[Point-per-instance localization data]
- - -
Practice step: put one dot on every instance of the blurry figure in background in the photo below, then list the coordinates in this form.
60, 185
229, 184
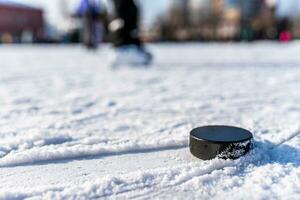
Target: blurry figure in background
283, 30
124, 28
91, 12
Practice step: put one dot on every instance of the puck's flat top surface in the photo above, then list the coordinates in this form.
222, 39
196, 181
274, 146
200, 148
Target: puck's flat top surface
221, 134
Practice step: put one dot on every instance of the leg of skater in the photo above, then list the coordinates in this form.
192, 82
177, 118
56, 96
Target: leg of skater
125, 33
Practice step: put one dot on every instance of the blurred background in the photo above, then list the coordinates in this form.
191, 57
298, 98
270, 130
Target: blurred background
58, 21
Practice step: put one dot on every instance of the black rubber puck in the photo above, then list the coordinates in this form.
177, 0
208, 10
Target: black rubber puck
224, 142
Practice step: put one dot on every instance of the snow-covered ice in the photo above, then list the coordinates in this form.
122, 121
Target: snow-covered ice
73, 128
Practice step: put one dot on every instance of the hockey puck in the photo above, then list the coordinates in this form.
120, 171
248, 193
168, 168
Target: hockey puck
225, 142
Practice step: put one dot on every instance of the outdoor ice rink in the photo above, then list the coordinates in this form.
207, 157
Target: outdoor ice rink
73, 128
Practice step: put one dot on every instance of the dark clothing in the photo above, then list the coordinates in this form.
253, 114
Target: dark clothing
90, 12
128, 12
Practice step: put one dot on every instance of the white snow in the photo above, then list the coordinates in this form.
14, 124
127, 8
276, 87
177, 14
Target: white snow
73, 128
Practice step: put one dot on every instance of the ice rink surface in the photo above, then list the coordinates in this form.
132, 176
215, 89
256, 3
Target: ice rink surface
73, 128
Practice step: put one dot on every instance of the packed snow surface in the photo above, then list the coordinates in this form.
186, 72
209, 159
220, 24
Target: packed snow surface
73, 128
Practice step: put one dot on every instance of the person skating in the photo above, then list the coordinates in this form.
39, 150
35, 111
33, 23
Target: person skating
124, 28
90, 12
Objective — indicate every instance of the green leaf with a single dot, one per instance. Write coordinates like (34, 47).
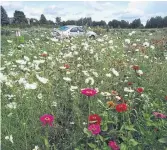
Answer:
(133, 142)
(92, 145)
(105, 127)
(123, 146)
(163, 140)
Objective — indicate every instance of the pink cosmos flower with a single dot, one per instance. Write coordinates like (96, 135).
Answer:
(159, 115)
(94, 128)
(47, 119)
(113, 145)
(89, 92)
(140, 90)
- - -
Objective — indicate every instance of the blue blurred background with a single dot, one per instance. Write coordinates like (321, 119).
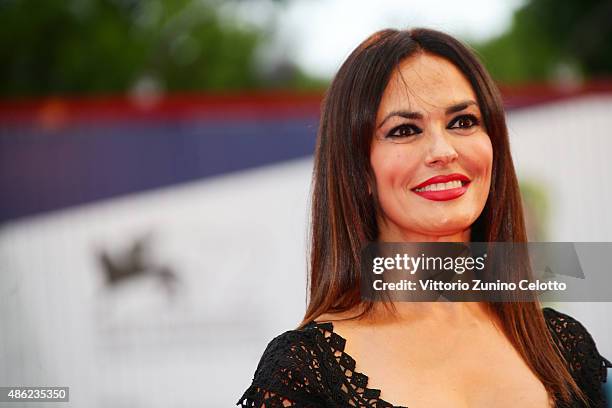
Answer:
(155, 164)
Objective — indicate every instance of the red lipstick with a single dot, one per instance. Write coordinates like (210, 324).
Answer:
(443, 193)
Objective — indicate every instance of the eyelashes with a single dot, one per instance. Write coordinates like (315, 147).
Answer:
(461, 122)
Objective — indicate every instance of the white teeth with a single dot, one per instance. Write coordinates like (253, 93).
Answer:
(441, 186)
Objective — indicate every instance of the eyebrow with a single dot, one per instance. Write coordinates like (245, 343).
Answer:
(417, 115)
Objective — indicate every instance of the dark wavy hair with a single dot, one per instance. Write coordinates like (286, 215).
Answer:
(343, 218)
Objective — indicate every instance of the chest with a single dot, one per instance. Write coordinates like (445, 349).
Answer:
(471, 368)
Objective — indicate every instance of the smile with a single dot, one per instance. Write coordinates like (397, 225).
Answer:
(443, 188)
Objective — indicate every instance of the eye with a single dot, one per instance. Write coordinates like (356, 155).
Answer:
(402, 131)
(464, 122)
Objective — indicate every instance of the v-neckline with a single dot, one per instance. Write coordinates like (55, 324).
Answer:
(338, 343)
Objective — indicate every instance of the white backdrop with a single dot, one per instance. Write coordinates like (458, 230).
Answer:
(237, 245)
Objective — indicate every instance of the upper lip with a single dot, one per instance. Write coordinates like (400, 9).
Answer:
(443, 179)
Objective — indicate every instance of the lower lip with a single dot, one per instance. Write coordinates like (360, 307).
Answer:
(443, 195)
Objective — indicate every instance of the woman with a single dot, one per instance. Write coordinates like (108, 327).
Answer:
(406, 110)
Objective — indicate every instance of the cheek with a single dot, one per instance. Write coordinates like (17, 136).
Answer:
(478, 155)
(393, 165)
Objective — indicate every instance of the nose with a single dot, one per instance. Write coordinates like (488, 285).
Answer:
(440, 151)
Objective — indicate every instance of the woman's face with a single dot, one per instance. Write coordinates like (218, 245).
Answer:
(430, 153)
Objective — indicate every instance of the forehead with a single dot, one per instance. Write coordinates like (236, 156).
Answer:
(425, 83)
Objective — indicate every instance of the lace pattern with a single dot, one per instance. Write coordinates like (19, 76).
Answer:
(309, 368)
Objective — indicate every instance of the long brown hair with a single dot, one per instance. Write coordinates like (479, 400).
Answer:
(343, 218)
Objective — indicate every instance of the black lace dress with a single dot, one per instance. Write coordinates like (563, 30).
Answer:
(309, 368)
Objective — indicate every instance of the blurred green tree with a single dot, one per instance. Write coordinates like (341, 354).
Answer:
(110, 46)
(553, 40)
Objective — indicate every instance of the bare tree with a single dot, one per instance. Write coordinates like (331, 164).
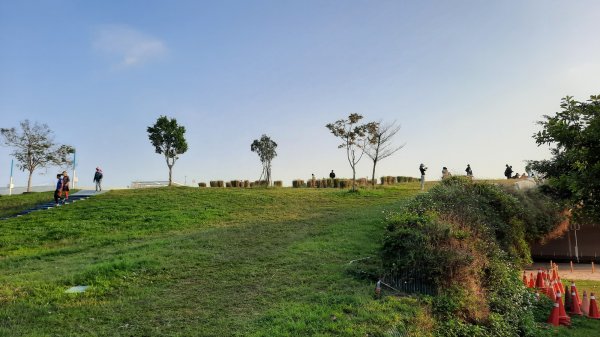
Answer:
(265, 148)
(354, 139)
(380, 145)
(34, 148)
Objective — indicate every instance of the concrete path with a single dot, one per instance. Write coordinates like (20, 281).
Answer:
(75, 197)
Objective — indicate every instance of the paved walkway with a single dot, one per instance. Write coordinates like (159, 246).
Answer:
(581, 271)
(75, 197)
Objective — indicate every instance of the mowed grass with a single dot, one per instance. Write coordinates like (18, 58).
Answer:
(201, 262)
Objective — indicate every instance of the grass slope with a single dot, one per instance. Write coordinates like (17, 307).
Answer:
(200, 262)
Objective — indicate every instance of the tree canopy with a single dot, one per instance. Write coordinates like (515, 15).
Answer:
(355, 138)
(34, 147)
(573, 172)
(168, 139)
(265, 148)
- - -
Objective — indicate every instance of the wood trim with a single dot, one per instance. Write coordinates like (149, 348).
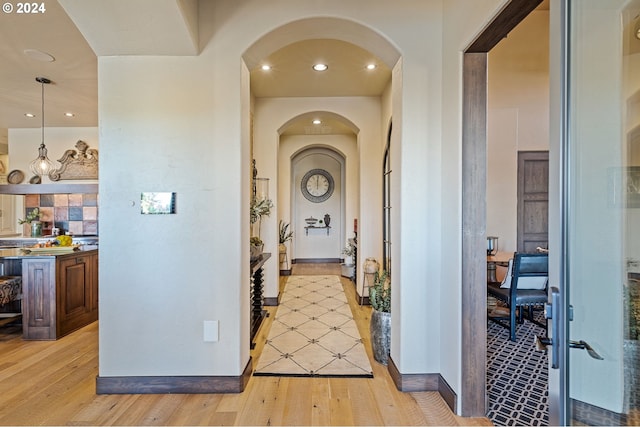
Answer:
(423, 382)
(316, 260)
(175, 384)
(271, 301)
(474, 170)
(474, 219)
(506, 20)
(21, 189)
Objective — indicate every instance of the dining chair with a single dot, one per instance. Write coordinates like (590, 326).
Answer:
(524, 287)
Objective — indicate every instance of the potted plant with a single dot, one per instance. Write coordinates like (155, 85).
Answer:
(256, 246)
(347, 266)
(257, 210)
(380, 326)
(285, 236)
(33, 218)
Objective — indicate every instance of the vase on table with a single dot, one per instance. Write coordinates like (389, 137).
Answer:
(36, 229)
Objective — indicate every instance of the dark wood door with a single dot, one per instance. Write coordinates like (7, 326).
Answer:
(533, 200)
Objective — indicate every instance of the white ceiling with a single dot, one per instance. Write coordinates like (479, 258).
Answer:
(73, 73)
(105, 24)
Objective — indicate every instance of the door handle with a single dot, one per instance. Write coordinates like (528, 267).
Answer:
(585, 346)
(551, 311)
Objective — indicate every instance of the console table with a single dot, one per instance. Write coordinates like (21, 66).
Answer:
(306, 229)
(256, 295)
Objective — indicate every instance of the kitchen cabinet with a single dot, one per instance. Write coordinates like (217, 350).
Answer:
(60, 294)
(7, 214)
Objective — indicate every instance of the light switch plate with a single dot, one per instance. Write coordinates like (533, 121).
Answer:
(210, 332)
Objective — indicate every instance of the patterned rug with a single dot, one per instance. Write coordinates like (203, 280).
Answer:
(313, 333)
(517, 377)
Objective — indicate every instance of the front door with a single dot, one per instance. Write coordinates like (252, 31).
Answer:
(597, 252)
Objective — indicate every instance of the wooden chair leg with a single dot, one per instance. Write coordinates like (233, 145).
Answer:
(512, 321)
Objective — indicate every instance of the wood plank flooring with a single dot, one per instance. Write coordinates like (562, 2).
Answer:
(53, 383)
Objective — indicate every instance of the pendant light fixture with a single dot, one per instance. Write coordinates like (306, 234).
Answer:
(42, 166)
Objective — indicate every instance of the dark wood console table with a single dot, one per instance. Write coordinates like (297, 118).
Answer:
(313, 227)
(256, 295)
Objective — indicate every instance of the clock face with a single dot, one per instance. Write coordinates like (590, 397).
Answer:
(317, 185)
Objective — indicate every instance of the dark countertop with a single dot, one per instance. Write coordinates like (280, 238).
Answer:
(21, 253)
- - -
Return the count of lines in the entries above that include the word "table", without any added text.

- Exercise answer
3